# Document
Cruz worked on behalf of victims of violence in New York City, after being one herself. Thirty years ago, she was repeatedly harassed and sexually assaulted by co-workers at at a nursing home in Brooklyn.

“I was very angry. Very angry,” Cruz told Vanity Fair in 2017 in a profile to promote the Netflix film, The Death and Life of Marsha P. Johnson. On that day in 1996, four women grabbed at her breasts and crotch and hurled slurs at her. She said the attack shattered her as she navigated the world as a woman.

“The worst part of it is that I couldn’t feel the ground beneath me.” It was so bad that one day she started bringing knife to work, for both protection and to be ready to fight back, but decided against committing violence herself. A friend referred her to the New York City Anti-Violence Project.

Not only did she find support there, the organization helped her file police reports. That led to protests outside the nursing home, as the New York Daily News reported in 1997, and the arrests of two of the four co-workers. They were convicted of harassment in one of the first trials in New York State in which someone was held legally accountable for anti-trans violence.

Christine Quinn, who later became the first female and first openly gay speaker of the New York City Council, took her on as a volunteer and eventually hired her at the NYCAVP's front desk and hotline.

Cruz spent 17 years at the nonprofit, helping others, and focused especially on domestic abuse. But as The New York Times reported, her role there and in the LGBTQ+ community was known far beyond her official title.

“People would come into the office and just ask for Miss Vicky,” said Catherine Shugrue-Dos Santos, a former deputy executive director at the organization. “They wouldn’t give their names; they wouldn’t talk to anybody else. She really had the trust of the community.”

Having lived it and survived it, Cruz understood better than most the intersectional threats that transgender people faced, from housing discrimination to workplace harassment. Her expertise made her the go-to for thousands of trans New Yorkers.

So much so, the NYCAVP created a poster featuring her image.

A poster featuring the image of Victoria Cruz for the NYC Anti-Violence Project NYC Anti-Violence Project

Cruz was born in Guánica, Puerto Rico, one of 11 children. As Vanity Fair reported, she and her family moved to Red Hook, Brooklyn when she was a child. A bout of measles left her with a thick cataract in one eye that caused her nieces and nephews to make jokes: “Vicki’s got a blue eye and a brown eye!”

She graduated from high school with a cosmetology license and started her transition. A doctor on 28th Street in Manhattan provided young trans women like Cruz hormone shots and pills, monitoring their breast and hair growth. “He was a pioneer,” she told Vanity Fair, “Once I started looking real enough, I started going to bars and hanging out.”

Cruz was petite and credited her size with saving her from arrest on plenty of occasions when taller trans friends were often detained by the police raiding West Village hangouts. “In this area out there by the trucks, all you heard was ‘Run the cops!’ or ‘Run, camarones!’ or ‘Lilly Law!’” she said. That was a time in New York City in which it was against the law to engage in sodomy or to cross-dress, and police were on nightly patrol for gays, lesbians and especially Black and Latina trans women.

# Segmentation dataset excerpts
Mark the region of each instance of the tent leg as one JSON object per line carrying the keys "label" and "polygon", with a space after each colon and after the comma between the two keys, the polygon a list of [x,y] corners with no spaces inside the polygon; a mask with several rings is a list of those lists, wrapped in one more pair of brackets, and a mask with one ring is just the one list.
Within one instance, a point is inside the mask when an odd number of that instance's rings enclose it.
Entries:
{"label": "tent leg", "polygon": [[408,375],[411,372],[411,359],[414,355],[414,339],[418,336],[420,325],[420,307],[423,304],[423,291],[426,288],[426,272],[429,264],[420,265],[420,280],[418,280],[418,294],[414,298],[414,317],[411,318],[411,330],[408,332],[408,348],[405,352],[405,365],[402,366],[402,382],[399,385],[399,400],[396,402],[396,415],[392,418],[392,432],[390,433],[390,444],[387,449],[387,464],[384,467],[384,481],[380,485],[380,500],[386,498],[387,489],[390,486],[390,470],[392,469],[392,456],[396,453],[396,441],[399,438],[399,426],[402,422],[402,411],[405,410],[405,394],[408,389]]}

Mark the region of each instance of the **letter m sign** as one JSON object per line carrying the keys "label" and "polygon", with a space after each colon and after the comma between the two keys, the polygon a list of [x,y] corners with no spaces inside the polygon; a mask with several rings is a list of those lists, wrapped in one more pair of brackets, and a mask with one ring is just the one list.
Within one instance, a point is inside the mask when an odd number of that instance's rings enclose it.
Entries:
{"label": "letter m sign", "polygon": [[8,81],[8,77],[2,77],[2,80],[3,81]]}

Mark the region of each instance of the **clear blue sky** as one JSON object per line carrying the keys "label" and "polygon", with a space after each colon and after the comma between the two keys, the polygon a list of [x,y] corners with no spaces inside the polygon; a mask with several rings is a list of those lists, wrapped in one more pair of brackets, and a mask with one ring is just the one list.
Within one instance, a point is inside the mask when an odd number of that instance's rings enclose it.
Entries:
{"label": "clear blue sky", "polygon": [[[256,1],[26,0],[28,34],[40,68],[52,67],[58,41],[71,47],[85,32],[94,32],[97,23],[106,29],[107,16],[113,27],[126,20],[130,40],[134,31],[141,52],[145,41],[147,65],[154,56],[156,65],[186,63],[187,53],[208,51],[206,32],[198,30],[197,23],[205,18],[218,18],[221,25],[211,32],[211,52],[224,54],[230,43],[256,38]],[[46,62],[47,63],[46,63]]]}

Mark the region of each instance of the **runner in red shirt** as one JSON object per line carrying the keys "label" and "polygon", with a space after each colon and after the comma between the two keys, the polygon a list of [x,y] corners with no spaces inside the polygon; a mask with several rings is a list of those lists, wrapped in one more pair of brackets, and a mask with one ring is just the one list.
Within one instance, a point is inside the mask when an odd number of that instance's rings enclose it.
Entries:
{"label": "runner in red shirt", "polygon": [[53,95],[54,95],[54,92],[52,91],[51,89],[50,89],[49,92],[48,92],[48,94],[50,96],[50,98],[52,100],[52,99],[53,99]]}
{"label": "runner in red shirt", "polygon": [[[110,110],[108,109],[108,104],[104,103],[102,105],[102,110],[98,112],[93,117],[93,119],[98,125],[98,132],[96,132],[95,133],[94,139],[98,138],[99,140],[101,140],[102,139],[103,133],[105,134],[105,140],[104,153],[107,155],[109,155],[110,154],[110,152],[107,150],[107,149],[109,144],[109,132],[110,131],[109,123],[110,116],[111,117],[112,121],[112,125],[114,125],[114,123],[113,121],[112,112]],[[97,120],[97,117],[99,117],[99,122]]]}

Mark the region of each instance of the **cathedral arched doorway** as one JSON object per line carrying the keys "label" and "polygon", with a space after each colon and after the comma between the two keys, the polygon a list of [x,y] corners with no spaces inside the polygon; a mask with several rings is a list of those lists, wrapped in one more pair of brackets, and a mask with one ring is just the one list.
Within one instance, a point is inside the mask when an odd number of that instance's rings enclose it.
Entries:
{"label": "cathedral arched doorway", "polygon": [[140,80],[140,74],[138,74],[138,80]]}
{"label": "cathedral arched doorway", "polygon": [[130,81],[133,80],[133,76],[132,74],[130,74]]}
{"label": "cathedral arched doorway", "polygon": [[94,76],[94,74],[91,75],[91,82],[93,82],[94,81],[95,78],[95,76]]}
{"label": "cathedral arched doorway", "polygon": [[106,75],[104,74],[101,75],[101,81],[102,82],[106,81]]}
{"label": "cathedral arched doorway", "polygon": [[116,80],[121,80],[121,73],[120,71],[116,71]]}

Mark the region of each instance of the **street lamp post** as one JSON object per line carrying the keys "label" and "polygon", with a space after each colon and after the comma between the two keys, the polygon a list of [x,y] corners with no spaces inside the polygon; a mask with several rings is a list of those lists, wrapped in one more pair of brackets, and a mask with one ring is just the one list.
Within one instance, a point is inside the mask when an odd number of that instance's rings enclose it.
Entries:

# Parts of the exercise
• 1. Reproduce the passage of the Victoria Cruz article from "Cruz spent 17" to "featuring her image.".
• 2. Where was Cruz born, according to the Victoria Cruz article?
None of these entries is needed for the work on the Victoria Cruz article.

# Responses to the exercise
• 1.
Cruz spent 17 years at the nonprofit, helping others, and focused especially on domestic abuse. But as The New York Times reported, her role there and in the LGBTQ+ community was known far beyond her official title.

“People would come into the office and just ask for Miss Vicky,” said Catherine Shugrue-Dos Santos, a former deputy executive director at the organization. “They wouldn’t give their names; they wouldn’t talk to anybody else. She really had the trust of the community.”

Having lived it and survived it, Cruz understood better than most the intersectional threats that transgender people faced, from housing discrimination to workplace harassment. Her expertise made her the go-to for thousands of trans New Yorkers.

So much so, the NYCAVP created a poster featuring her image.

• 2. Guánica, Puerto Rico